> INPUT FOR THIS TASK:
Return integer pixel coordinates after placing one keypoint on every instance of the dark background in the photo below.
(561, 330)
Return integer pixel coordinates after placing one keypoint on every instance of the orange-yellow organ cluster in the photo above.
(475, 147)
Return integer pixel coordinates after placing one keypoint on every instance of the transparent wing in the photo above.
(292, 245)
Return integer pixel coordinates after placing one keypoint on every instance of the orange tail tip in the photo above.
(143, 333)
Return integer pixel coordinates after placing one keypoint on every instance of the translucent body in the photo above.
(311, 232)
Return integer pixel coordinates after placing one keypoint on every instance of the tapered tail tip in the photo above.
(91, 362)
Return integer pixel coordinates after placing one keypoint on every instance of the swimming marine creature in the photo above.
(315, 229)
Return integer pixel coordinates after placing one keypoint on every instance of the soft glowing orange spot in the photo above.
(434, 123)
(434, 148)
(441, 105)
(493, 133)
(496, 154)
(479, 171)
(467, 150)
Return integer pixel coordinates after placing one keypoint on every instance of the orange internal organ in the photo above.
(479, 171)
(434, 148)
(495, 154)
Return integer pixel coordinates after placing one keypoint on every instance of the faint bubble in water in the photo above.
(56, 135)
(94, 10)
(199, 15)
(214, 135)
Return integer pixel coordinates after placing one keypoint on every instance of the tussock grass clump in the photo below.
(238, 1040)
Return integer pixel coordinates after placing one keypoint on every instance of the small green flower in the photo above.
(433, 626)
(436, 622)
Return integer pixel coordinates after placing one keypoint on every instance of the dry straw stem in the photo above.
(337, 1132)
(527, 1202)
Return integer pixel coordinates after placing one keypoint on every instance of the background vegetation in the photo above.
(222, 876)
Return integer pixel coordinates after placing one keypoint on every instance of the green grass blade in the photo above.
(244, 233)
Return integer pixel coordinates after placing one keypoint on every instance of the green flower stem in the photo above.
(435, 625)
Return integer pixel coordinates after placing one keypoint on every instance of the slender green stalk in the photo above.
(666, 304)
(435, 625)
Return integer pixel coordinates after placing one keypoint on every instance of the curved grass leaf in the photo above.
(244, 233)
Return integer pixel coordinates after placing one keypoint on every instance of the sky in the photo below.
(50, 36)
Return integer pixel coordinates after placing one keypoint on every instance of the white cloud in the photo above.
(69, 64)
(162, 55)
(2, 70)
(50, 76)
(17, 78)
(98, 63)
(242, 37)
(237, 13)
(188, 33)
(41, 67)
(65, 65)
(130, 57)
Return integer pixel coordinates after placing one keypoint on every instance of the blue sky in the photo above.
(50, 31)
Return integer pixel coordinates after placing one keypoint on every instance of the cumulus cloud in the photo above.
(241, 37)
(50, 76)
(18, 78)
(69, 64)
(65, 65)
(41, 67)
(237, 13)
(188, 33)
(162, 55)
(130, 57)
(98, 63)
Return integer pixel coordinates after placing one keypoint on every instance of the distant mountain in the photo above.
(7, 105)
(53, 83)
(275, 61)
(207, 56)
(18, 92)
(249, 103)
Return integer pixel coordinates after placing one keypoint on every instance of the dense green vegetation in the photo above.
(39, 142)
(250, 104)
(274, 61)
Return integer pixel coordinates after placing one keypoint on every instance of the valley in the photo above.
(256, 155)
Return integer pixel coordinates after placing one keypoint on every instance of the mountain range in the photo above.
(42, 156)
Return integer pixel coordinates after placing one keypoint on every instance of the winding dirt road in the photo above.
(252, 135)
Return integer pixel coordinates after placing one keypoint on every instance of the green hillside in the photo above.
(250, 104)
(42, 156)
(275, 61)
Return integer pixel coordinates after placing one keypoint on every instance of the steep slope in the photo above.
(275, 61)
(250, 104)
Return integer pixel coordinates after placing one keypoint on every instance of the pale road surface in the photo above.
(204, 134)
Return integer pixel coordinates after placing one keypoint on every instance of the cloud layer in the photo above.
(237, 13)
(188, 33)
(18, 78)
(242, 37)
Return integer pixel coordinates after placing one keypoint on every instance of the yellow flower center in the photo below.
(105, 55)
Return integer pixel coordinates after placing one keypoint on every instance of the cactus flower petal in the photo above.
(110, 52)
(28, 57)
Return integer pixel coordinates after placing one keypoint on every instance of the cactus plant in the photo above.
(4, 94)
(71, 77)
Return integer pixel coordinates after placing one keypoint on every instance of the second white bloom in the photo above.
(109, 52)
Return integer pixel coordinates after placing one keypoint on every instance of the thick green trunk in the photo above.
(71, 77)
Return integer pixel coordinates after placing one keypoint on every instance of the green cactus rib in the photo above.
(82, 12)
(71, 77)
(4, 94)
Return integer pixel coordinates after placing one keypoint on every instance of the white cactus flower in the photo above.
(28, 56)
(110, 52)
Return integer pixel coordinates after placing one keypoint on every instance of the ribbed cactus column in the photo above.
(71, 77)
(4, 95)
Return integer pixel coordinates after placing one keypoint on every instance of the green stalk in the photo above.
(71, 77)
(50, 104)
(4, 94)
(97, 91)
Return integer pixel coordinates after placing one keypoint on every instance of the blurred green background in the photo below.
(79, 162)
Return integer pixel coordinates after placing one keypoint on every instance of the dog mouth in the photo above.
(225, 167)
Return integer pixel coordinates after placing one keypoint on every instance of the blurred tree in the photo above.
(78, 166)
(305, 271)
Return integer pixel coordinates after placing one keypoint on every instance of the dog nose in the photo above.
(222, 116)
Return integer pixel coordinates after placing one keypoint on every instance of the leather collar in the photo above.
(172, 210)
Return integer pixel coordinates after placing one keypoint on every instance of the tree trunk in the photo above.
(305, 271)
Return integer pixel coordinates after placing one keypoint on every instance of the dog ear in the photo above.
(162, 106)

> WHAT YOU WILL DO:
Return all of the data precisely as it appears.

> WRITTEN ANSWER:
Return integer pixel coordinates after placing one keypoint on every instance of the dark background in the photo below.
(561, 330)
Return integer pixel coordinates after placing one keypoint on every instance of the orange-yellow organ cluster in the photo above.
(475, 147)
Return integer pixel coordinates after placing one keypoint on every instance of the transparent wing in the photo above.
(292, 245)
Return integer pixel coordinates after placing one keypoint on every instance of the orange tail tip in the photo above.
(143, 333)
Return integer pixel coordinates after placing one keypoint on every instance of the translucent body in the photo above.
(311, 232)
Return integer pixel coordinates after placing one keypoint on every instance of the tapered tail tip in the photo above.
(91, 362)
Return integer pixel coordinates after placing one keypoint on every instance of the swimming marine creature in the photo above.
(315, 229)
Return integer pixel coordinates after placing one keypoint on every instance of the soft glowing orange spot in the photo above.
(434, 123)
(434, 148)
(441, 105)
(493, 133)
(496, 154)
(479, 171)
(467, 150)
Return integer pixel coordinates after placing one keypoint on every instance of the orange internal organ in the photo above.
(479, 171)
(434, 148)
(495, 154)
Return integer pixel coordinates after placing one keypoint on every instance of the faint bubble in water in the photo above.
(56, 135)
(94, 10)
(199, 15)
(214, 135)
Return integer pixel coordinates after placing one keypoint on every instance of the tussock grass clump in the photo below.
(238, 1040)
Return integer pixel coordinates after placing one keypoint on every instance of the small green flower in the photo above.
(433, 626)
(436, 622)
Return integer pixel coordinates after placing one keypoint on every instance of the dry straw stem in the photo above.
(337, 1132)
(527, 1202)
Return integer pixel coordinates after placing one keypoint on every instance of the background vegetation in the photo above.
(222, 876)
Return integer pixel coordinates after placing one keypoint on every instance of the green grass blade in the photo above.
(244, 233)
Return integer pixel coordinates after placing one keypoint on every instance of the green flower stem in the photo above.
(435, 625)
Return integer pixel coordinates after placing one keypoint on every instance of the slender green stalk in the photo above.
(666, 304)
(435, 625)
Return integer pixel coordinates after placing one keypoint on every instance of the curved grass leaf in the photo above.
(244, 233)
Return integer pixel coordinates after placing one keypoint on every instance of the sky in the photo below.
(50, 36)
Return integer pixel coordinates after placing one keypoint on every instance of the white cloud in the photo above.
(69, 64)
(162, 55)
(2, 70)
(50, 76)
(17, 78)
(98, 63)
(242, 37)
(237, 13)
(188, 33)
(41, 67)
(65, 65)
(130, 57)
Return integer pixel coordinates after placing one keypoint on every instance of the blue sky in the photo above.
(50, 31)
Return integer pixel coordinates after placing one keypoint on every instance of the cumulus cloud in the photo above.
(241, 37)
(50, 76)
(18, 78)
(69, 64)
(65, 65)
(41, 67)
(237, 13)
(188, 33)
(162, 55)
(130, 57)
(98, 63)
Return integer pixel coordinates after placing one keypoint on every instance of the distant mountain in the photo above.
(7, 105)
(53, 83)
(275, 61)
(207, 56)
(18, 92)
(249, 103)
Return integer pixel coordinates after placing one keypoint on every instance of the dense green vegetation in the photo above.
(39, 142)
(250, 104)
(274, 61)
Return integer pixel coordinates after placing one keypoint on every instance of the valley in the photo above.
(256, 155)
Return integer pixel coordinates after placing one keypoint on every instance of the mountain range in the photo above.
(42, 156)
Return integer pixel coordinates after placing one keypoint on every instance of the winding dirt road in the photo above.
(252, 135)
Return integer pixel coordinates after placing one keypoint on every instance of the green hillside in the photo above.
(250, 104)
(42, 156)
(275, 61)
Return integer pixel coordinates after placing one keypoint on every instance of the steep slope in the photo above.
(275, 61)
(250, 104)
Return integer pixel coordinates after placing one keypoint on every instance of the pale road surface in the photo above.
(204, 134)
Return integer pixel coordinates after placing one keypoint on every instance of the cloud layer in the photo above.
(237, 13)
(188, 33)
(18, 78)
(242, 37)
Return integer pixel coordinates after placing one keypoint on every instance of the yellow flower center in the photo below.
(105, 55)
Return integer pixel coordinates after placing one keypoint on every instance of the cactus flower petal in the photo above.
(110, 52)
(28, 57)
Return integer pixel coordinates after placing one keypoint on every instance of the cactus plant in the photo above.
(4, 94)
(71, 77)
Return integer pixel coordinates after placing one keypoint on every instance of the second white bloom in the photo above.
(109, 52)
Return integer pixel coordinates after placing one keypoint on every instance of the thick green trunk in the photo above.
(71, 77)
Return integer pixel coordinates after placing one keypoint on every instance of the green cactus rib in the photo above.
(82, 12)
(71, 77)
(4, 94)
Return integer pixel coordinates after placing one keypoint on every instance of the white cactus flower in the photo above.
(28, 56)
(110, 52)
Return integer pixel coordinates after placing one keypoint on every instance of the ribbed cactus column in the photo above.
(71, 77)
(4, 95)
Return integer pixel coordinates after placing one keypoint on every instance of the green stalk in the photo above.
(71, 77)
(50, 104)
(4, 94)
(97, 91)
Return integer pixel coordinates after placing one keypoint on every instance of the blurred green background in the photo below.
(79, 162)
Return integer pixel coordinates after placing one keypoint on every instance of the dog mouth in the photo above.
(225, 167)
Return integer pixel coordinates after placing one keypoint on every instance of the blurred tree in the photo above.
(78, 166)
(305, 271)
Return integer pixel coordinates after placing one keypoint on every instance of the dog nose in the photo above.
(222, 116)
Return integer pixel coordinates after placing one keypoint on every instance of the leather collar in the photo above.
(172, 210)
Return integer pixel coordinates after placing one keypoint on every instance of the tree trunk in the photo above.
(305, 271)
Return integer pixel coordinates after placing one keypoint on every instance of the dog ear in the photo above.
(162, 106)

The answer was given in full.